Locate each line of the material that contains the word "wall" and copy those lines.

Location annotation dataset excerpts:
● ● ● ●
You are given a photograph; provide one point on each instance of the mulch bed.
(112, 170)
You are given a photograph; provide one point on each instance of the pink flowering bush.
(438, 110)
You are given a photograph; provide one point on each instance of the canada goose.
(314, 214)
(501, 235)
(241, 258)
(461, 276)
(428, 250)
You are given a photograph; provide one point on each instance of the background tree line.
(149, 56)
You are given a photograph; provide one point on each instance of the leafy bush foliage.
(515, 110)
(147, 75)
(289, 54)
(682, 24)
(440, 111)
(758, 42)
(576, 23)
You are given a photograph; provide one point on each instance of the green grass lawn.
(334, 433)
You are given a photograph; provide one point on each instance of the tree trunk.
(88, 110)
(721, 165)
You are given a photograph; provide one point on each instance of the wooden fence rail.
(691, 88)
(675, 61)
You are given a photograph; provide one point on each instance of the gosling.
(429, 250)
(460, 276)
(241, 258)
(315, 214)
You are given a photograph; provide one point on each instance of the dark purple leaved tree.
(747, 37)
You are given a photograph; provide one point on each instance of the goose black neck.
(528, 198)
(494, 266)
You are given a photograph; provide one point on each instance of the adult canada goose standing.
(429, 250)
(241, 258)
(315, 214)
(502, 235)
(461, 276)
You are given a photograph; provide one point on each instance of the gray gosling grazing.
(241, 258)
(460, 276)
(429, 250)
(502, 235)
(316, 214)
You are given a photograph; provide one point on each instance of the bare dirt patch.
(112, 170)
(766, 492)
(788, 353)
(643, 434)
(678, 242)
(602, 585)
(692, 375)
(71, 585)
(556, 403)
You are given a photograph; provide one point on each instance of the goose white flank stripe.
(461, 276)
● ● ● ●
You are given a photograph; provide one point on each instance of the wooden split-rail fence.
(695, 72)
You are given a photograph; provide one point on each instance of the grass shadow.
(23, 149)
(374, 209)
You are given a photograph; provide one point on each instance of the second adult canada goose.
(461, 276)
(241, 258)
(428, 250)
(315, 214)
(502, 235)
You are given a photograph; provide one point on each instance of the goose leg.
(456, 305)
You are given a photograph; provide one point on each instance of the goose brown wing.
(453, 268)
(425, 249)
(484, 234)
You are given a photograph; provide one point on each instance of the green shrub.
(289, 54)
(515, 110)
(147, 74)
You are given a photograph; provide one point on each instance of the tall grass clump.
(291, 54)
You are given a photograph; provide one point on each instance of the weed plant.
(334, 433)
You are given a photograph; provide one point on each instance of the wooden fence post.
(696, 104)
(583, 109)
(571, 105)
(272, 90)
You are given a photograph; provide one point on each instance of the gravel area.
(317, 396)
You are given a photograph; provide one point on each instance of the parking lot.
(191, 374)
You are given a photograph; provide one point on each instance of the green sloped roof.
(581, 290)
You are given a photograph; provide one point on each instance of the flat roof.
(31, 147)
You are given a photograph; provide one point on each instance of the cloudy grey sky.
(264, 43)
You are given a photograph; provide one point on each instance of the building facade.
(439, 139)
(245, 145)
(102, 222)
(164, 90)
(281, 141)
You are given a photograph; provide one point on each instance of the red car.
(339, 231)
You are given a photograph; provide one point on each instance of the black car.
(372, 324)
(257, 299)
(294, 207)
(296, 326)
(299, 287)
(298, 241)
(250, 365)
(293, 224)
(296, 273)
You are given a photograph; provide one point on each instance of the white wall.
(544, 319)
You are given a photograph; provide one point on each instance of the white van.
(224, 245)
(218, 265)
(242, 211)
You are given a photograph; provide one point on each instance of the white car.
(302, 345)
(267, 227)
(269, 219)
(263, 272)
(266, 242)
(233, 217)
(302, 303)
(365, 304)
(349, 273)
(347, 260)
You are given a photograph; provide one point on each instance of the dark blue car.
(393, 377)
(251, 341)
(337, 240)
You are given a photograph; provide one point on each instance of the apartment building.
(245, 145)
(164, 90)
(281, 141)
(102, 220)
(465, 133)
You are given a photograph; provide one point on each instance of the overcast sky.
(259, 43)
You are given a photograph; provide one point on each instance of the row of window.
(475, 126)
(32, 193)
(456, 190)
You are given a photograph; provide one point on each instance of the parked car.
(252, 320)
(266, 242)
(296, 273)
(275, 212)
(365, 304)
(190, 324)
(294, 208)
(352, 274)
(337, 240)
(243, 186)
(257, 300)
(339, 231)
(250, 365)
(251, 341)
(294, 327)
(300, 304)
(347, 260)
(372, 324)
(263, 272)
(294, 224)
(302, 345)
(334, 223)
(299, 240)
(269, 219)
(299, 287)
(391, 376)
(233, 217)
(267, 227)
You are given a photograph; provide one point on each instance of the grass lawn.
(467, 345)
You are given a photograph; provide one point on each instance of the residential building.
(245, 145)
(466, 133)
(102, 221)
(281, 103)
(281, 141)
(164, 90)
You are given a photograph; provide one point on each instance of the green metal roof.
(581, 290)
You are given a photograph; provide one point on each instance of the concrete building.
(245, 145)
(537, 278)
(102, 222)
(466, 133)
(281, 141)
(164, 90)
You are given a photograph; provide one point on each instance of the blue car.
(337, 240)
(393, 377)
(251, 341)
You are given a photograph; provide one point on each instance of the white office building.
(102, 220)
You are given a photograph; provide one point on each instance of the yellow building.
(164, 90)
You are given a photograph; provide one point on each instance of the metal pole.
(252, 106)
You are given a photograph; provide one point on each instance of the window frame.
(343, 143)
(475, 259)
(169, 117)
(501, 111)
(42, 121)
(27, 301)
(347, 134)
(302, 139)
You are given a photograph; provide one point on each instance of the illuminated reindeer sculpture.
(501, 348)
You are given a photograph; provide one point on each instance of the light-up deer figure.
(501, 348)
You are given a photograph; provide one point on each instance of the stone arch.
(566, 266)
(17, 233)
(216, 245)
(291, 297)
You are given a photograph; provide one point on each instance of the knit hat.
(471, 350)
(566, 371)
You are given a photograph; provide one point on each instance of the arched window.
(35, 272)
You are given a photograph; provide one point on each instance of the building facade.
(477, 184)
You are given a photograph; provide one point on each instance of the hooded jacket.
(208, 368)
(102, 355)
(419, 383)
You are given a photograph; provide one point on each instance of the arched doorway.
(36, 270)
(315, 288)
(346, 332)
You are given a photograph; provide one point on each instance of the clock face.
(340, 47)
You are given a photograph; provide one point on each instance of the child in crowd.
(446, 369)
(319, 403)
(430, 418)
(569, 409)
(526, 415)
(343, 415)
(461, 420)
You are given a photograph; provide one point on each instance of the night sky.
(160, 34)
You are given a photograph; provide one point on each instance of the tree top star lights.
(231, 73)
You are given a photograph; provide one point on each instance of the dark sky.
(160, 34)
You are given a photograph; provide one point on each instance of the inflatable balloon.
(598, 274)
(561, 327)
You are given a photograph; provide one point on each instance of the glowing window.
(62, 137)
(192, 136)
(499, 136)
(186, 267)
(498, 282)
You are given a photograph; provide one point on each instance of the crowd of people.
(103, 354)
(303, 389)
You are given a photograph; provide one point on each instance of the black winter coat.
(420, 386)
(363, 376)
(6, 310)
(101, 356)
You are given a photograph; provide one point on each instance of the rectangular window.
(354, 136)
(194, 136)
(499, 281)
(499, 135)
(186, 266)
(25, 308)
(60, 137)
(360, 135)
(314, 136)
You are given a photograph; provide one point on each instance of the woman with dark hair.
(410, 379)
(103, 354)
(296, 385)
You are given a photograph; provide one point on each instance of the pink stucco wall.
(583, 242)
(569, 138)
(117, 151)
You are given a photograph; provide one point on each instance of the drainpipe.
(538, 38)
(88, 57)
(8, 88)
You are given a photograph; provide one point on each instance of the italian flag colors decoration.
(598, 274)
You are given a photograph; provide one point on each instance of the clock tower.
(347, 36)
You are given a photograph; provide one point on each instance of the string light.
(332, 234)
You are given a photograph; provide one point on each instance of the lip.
● ● ● ●
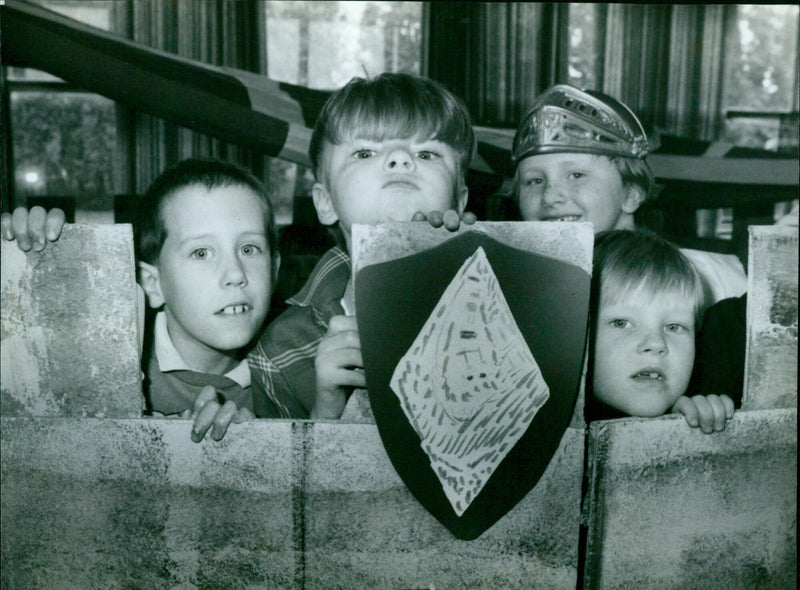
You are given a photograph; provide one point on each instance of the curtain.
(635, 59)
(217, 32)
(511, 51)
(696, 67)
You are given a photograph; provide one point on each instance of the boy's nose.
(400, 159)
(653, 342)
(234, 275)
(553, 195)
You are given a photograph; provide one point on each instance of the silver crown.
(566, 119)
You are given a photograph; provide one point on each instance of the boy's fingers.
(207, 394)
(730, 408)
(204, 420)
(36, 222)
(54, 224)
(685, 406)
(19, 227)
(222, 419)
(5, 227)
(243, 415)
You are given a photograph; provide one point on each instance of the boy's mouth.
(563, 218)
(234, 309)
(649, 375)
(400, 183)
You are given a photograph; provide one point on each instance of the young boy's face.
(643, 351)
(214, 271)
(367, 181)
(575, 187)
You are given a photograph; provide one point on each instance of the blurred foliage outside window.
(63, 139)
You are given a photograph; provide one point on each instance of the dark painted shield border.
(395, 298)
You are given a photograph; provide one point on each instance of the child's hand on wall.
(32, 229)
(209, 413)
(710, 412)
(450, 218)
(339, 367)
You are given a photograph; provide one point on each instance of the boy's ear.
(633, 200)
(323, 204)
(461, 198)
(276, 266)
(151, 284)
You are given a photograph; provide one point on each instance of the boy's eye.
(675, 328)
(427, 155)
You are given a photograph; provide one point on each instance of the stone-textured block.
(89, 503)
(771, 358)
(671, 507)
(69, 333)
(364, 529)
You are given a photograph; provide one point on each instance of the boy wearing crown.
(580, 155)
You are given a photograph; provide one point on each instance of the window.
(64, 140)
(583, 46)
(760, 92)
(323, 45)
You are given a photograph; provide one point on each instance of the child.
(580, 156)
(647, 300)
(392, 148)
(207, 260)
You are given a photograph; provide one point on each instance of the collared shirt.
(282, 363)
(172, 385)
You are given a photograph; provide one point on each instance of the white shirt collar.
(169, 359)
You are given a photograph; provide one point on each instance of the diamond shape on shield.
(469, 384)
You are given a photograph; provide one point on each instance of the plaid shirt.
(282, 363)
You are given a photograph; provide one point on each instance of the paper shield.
● ● ● ●
TASK RESULT:
You are given a photograph; provide one point on each instance of the white wall.
You are given a photograph; provide one point on each instance of the pink stucco wall.
You are given a photograph; provide one point on each instance of the child's hand on wall.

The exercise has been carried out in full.